• _WHAT YOU WILL DO_:
a - In the blog post about New York tabloids, copy the words between "Tabloid Sports VS." and "mutilating sex offenders!", inclusive.
b - According to the blog post about New York tabloids, what does the writer find The New York Times is not tops for?

• _SELECTED PASSAGE_:
Monday, April 20, 2009

Tabloid Sports VS. Tabloid News


Living in New York City, there is always something interesting going on. There are 5 entirely different boroughs here, and you don’t necessarily have to be in Manhattan to be near the weirdness. Picking up any of the local papers, you have a great chance of seeing a story about the Boulevard of Death in Queens, or about ninja burglars in Staten Island. There are errant arrows piercing people in the Bronx, and cross-dressers impersonating Mets pitchers at night clubs in Manhattan. Brooklyn, of course, is not immune to this – click here and read all about our self mutilating sex offenders!

The problem with the aforementioned local papers here is that most of them are sensationalizing tabloids. Sure, there’s The New York Times, but there is one thing I find the Times isn’t tops for – sports reporting. While I never look at Rupert Murdoch’s tabloid rag for fear that even acknowledging its existence will rot my brain, the New York Daily News isn’t all that bad for a rag – the news may be a bit lacking sometimes, but their entertainment coverage (especially movie reviews) and their sports reporting is excellent. And so, I found myself at their site earlier looking to read about the Yankees (new) home opener earlier today. I tooled around a bit, reading some other articles when I came across this. And it made me a lot upset, and a little angry.

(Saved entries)
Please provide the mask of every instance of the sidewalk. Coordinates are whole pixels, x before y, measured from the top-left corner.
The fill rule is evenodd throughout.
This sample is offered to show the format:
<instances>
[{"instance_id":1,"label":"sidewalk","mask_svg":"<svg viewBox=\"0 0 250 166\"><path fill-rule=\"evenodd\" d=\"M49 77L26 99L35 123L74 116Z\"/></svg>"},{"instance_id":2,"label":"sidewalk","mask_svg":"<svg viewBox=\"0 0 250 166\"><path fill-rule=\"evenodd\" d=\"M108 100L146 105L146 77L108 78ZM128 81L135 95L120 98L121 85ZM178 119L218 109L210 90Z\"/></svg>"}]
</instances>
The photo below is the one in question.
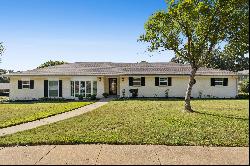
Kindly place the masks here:
<instances>
[{"instance_id":1,"label":"sidewalk","mask_svg":"<svg viewBox=\"0 0 250 166\"><path fill-rule=\"evenodd\" d=\"M54 115L54 116L51 116L48 118L44 118L44 119L40 119L40 120L27 122L27 123L23 123L20 125L0 129L0 137L4 136L4 135L8 135L8 134L13 134L13 133L16 133L19 131L33 129L33 128L36 128L39 126L47 125L50 123L58 122L61 120L65 120L68 118L72 118L72 117L84 114L86 112L92 111L98 107L101 107L101 106L107 104L110 100L112 100L112 98L106 98L106 99L104 98L104 99L99 100L98 102L95 102L93 104L78 108L78 109L73 110L73 111L69 111L69 112L57 114L57 115Z\"/></svg>"},{"instance_id":2,"label":"sidewalk","mask_svg":"<svg viewBox=\"0 0 250 166\"><path fill-rule=\"evenodd\" d=\"M0 147L0 164L248 165L248 147L47 145Z\"/></svg>"}]
</instances>

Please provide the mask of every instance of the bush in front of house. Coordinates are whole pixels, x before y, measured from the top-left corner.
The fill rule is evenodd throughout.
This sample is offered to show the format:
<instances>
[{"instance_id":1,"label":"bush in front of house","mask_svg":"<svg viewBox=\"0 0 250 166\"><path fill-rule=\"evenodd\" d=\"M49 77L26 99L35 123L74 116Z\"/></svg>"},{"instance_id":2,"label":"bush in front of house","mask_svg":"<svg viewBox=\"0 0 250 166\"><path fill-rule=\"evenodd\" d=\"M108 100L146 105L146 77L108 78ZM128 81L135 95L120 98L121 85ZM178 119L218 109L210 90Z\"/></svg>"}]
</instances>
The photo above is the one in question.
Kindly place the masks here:
<instances>
[{"instance_id":1,"label":"bush in front of house","mask_svg":"<svg viewBox=\"0 0 250 166\"><path fill-rule=\"evenodd\" d=\"M243 80L239 86L240 93L249 93L249 80Z\"/></svg>"},{"instance_id":2,"label":"bush in front of house","mask_svg":"<svg viewBox=\"0 0 250 166\"><path fill-rule=\"evenodd\" d=\"M96 100L96 94L91 95L90 100Z\"/></svg>"},{"instance_id":3,"label":"bush in front of house","mask_svg":"<svg viewBox=\"0 0 250 166\"><path fill-rule=\"evenodd\" d=\"M129 92L132 93L132 98L136 98L138 96L138 89L129 89Z\"/></svg>"},{"instance_id":4,"label":"bush in front of house","mask_svg":"<svg viewBox=\"0 0 250 166\"><path fill-rule=\"evenodd\" d=\"M104 98L107 98L109 96L108 93L103 93L102 95L103 95Z\"/></svg>"},{"instance_id":5,"label":"bush in front of house","mask_svg":"<svg viewBox=\"0 0 250 166\"><path fill-rule=\"evenodd\" d=\"M249 99L249 93L239 93L237 99Z\"/></svg>"},{"instance_id":6,"label":"bush in front of house","mask_svg":"<svg viewBox=\"0 0 250 166\"><path fill-rule=\"evenodd\" d=\"M79 100L83 100L84 96L83 95L78 95Z\"/></svg>"}]
</instances>

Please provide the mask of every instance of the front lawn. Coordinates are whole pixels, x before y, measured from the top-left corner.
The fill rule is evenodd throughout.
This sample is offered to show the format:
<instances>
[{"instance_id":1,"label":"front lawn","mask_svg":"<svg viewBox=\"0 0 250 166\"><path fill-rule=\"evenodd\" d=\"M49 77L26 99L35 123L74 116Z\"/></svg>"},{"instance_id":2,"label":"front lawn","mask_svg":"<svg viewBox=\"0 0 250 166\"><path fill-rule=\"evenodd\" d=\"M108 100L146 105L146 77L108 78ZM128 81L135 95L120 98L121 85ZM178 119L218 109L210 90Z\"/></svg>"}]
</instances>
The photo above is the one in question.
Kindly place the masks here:
<instances>
[{"instance_id":1,"label":"front lawn","mask_svg":"<svg viewBox=\"0 0 250 166\"><path fill-rule=\"evenodd\" d=\"M94 111L1 137L0 146L36 144L164 144L249 146L248 100L111 101Z\"/></svg>"},{"instance_id":2,"label":"front lawn","mask_svg":"<svg viewBox=\"0 0 250 166\"><path fill-rule=\"evenodd\" d=\"M67 112L90 102L16 102L0 104L0 128Z\"/></svg>"}]
</instances>

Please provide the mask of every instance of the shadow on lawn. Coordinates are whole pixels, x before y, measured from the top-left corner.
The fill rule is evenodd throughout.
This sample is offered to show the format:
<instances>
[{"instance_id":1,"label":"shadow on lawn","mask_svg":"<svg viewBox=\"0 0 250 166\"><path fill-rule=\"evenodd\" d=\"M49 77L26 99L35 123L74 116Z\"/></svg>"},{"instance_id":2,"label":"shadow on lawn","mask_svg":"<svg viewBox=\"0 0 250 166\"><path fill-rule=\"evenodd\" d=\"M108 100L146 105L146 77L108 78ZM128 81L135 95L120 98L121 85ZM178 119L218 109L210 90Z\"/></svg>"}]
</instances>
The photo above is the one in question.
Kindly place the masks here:
<instances>
[{"instance_id":1,"label":"shadow on lawn","mask_svg":"<svg viewBox=\"0 0 250 166\"><path fill-rule=\"evenodd\" d=\"M202 115L215 116L215 117L219 117L219 118L238 119L238 120L249 120L249 118L241 118L241 117L224 116L224 115L218 115L218 114L216 115L216 114L211 114L211 113L206 113L206 112L198 112L198 111L194 111L194 113L197 113L197 114L202 114Z\"/></svg>"},{"instance_id":2,"label":"shadow on lawn","mask_svg":"<svg viewBox=\"0 0 250 166\"><path fill-rule=\"evenodd\" d=\"M113 99L113 101L183 101L184 97L138 97L138 98L117 98ZM191 98L191 101L209 101L209 100L239 100L235 98Z\"/></svg>"}]
</instances>

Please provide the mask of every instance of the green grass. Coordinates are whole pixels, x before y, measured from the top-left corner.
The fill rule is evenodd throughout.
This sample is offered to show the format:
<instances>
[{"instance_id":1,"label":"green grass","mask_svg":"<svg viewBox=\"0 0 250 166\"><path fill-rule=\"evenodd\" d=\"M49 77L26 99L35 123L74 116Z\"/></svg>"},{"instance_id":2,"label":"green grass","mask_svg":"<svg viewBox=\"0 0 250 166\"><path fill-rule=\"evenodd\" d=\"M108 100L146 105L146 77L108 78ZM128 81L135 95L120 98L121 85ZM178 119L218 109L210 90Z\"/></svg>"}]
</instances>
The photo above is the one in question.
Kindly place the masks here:
<instances>
[{"instance_id":1,"label":"green grass","mask_svg":"<svg viewBox=\"0 0 250 166\"><path fill-rule=\"evenodd\" d=\"M249 146L248 100L111 101L92 112L4 136L1 146L37 144L163 144Z\"/></svg>"},{"instance_id":2,"label":"green grass","mask_svg":"<svg viewBox=\"0 0 250 166\"><path fill-rule=\"evenodd\" d=\"M90 102L16 102L0 104L0 128L71 111Z\"/></svg>"}]
</instances>

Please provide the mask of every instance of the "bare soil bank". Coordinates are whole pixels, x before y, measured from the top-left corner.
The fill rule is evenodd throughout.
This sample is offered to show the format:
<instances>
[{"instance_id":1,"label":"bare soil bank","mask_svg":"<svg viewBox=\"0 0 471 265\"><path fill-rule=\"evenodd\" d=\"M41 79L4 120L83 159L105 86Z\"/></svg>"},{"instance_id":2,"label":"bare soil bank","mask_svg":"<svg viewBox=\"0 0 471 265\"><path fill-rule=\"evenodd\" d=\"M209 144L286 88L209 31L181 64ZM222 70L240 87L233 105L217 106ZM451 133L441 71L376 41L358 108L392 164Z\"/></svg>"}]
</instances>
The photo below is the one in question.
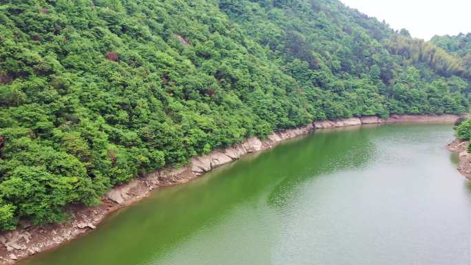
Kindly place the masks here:
<instances>
[{"instance_id":1,"label":"bare soil bank","mask_svg":"<svg viewBox=\"0 0 471 265\"><path fill-rule=\"evenodd\" d=\"M196 157L185 167L158 170L116 187L106 194L102 204L98 206L70 206L67 210L72 217L67 222L34 226L25 222L21 228L15 231L0 233L0 265L14 264L21 259L76 238L94 229L109 213L148 196L152 190L185 183L244 154L270 149L284 140L307 134L316 129L404 122L454 123L458 118L459 116L454 115L394 115L386 120L377 116L366 116L314 122L300 128L275 132L263 140L252 137L225 149L217 149L207 155ZM471 156L466 156L467 170L471 176Z\"/></svg>"},{"instance_id":2,"label":"bare soil bank","mask_svg":"<svg viewBox=\"0 0 471 265\"><path fill-rule=\"evenodd\" d=\"M471 153L468 153L468 141L458 139L448 145L448 150L456 153L459 157L458 171L468 180L471 180Z\"/></svg>"}]
</instances>

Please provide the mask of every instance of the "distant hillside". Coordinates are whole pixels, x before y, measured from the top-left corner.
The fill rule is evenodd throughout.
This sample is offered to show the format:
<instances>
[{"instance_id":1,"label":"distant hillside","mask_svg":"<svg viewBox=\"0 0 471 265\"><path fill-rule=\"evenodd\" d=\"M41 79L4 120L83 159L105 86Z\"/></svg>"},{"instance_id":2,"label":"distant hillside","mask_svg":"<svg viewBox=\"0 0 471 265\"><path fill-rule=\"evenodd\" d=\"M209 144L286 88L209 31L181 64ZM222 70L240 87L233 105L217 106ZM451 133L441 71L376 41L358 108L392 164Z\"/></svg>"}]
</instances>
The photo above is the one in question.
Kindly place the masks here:
<instances>
[{"instance_id":1,"label":"distant hillside","mask_svg":"<svg viewBox=\"0 0 471 265\"><path fill-rule=\"evenodd\" d=\"M430 42L461 59L467 71L471 72L471 33L457 36L435 36Z\"/></svg>"},{"instance_id":2,"label":"distant hillside","mask_svg":"<svg viewBox=\"0 0 471 265\"><path fill-rule=\"evenodd\" d=\"M0 230L251 136L469 109L462 61L336 0L3 0L0 44Z\"/></svg>"}]
</instances>

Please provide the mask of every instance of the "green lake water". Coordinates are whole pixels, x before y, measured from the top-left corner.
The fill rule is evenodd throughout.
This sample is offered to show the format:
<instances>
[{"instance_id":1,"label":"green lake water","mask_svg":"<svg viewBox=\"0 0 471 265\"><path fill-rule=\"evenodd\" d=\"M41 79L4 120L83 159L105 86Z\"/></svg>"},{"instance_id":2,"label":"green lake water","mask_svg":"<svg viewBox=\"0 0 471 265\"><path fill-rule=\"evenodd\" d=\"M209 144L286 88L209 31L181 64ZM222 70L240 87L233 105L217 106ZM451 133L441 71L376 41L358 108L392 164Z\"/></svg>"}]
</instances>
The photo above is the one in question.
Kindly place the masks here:
<instances>
[{"instance_id":1,"label":"green lake water","mask_svg":"<svg viewBox=\"0 0 471 265\"><path fill-rule=\"evenodd\" d=\"M23 265L470 264L450 125L317 131L163 189Z\"/></svg>"}]
</instances>

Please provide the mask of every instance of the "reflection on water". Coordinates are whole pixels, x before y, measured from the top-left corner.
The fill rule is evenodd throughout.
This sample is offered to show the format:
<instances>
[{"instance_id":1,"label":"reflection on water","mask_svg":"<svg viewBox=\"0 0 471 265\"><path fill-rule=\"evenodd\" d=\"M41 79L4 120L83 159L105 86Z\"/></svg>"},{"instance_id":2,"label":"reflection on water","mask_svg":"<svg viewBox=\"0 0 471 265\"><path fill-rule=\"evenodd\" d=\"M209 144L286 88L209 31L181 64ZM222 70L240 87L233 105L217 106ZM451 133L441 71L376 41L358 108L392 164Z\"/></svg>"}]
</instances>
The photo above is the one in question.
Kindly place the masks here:
<instances>
[{"instance_id":1,"label":"reflection on water","mask_svg":"<svg viewBox=\"0 0 471 265\"><path fill-rule=\"evenodd\" d=\"M320 130L163 189L33 265L468 264L451 125Z\"/></svg>"}]
</instances>

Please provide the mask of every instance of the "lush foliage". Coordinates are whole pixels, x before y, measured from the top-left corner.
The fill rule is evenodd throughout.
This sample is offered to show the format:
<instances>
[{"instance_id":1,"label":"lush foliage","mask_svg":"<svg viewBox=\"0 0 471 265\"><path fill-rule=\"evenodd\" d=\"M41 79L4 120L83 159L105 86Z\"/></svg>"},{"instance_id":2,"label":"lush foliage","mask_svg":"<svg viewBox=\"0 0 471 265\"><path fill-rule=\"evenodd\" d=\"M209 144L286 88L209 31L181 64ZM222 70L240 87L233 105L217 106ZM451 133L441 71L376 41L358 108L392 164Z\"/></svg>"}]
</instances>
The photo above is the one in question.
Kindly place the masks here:
<instances>
[{"instance_id":1,"label":"lush foliage","mask_svg":"<svg viewBox=\"0 0 471 265\"><path fill-rule=\"evenodd\" d=\"M471 33L457 36L435 36L430 41L460 58L466 71L471 73Z\"/></svg>"},{"instance_id":2,"label":"lush foliage","mask_svg":"<svg viewBox=\"0 0 471 265\"><path fill-rule=\"evenodd\" d=\"M251 136L469 107L452 58L336 0L0 3L0 230Z\"/></svg>"}]
</instances>

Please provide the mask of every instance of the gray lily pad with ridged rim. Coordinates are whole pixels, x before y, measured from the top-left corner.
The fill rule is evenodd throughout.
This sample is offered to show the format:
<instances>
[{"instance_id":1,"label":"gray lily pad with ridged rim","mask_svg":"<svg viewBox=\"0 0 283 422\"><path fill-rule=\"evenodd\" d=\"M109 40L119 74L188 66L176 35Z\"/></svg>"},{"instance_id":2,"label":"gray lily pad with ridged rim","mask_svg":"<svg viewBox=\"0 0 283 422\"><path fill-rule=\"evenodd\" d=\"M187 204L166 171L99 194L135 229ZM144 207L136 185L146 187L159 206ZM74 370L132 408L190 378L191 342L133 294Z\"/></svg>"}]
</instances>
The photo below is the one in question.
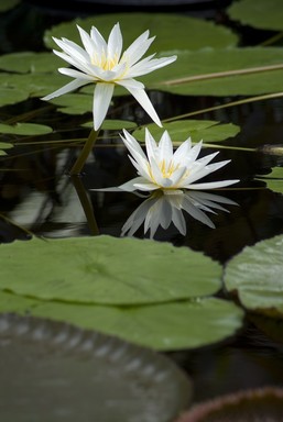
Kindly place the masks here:
<instances>
[{"instance_id":1,"label":"gray lily pad with ridged rim","mask_svg":"<svg viewBox=\"0 0 283 422\"><path fill-rule=\"evenodd\" d=\"M6 422L168 422L192 397L167 357L31 316L0 315L0 369Z\"/></svg>"},{"instance_id":2,"label":"gray lily pad with ridged rim","mask_svg":"<svg viewBox=\"0 0 283 422\"><path fill-rule=\"evenodd\" d=\"M199 252L107 235L1 247L0 289L37 299L137 304L213 295L221 266Z\"/></svg>"},{"instance_id":3,"label":"gray lily pad with ridged rim","mask_svg":"<svg viewBox=\"0 0 283 422\"><path fill-rule=\"evenodd\" d=\"M239 307L217 298L107 307L35 300L2 291L0 312L66 321L157 351L195 348L222 341L235 335L243 319Z\"/></svg>"}]
</instances>

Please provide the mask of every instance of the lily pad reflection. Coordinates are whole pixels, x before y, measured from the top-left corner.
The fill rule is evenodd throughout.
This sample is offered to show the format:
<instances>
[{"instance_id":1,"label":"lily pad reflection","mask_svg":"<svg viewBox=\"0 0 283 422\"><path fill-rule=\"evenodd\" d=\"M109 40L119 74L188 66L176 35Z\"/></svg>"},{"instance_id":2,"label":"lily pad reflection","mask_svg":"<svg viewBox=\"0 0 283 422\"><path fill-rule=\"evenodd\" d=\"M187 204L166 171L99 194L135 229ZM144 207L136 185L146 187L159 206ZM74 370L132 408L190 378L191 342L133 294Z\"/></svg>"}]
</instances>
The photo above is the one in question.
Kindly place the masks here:
<instances>
[{"instance_id":1,"label":"lily pad reflection","mask_svg":"<svg viewBox=\"0 0 283 422\"><path fill-rule=\"evenodd\" d=\"M187 224L183 211L195 220L215 229L215 224L206 213L229 212L221 203L237 206L237 202L215 193L192 190L154 191L129 216L122 226L121 235L132 236L144 222L144 234L153 238L159 226L166 230L171 225L186 235Z\"/></svg>"},{"instance_id":2,"label":"lily pad reflection","mask_svg":"<svg viewBox=\"0 0 283 422\"><path fill-rule=\"evenodd\" d=\"M6 422L168 422L191 399L165 356L33 318L0 315L0 370Z\"/></svg>"}]
</instances>

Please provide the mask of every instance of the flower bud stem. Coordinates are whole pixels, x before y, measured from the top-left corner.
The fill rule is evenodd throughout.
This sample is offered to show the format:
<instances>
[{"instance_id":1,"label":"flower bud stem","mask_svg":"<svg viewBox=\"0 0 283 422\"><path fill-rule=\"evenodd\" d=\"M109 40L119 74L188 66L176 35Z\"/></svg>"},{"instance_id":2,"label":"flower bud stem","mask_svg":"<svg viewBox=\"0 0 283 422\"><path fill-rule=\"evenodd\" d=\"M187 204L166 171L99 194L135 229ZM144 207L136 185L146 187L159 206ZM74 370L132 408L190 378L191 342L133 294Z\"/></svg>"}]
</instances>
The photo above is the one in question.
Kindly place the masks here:
<instances>
[{"instance_id":1,"label":"flower bud stem","mask_svg":"<svg viewBox=\"0 0 283 422\"><path fill-rule=\"evenodd\" d=\"M79 175L86 160L87 160L87 157L89 156L90 154L90 151L94 147L94 144L98 137L98 133L99 133L99 130L98 129L97 131L95 131L94 129L91 130L91 132L89 133L89 136L81 149L81 153L79 154L79 156L77 157L77 160L76 163L74 164L74 166L72 167L72 169L69 170L69 175L70 176L74 176L74 175Z\"/></svg>"}]
</instances>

• _ANSWER LIST_:
a -
Tabloid Sports VS. Tabloid News


Living in New York City, there is always something interesting going on. There are 5 entirely different boroughs here, and you don’t necessarily have to be in Manhattan to be near the weirdness. Picking up any of the local papers, you have a great chance of seeing a story about the Boulevard of Death in Queens, or about ninja burglars in Staten Island. There are errant arrows piercing people in the Bronx, and cross-dressers impersonating Mets pitchers at night clubs in Manhattan. Brooklyn, of course, is not immune to this – click here and read all about our self mutilating sex offenders!

b - Sports reporting.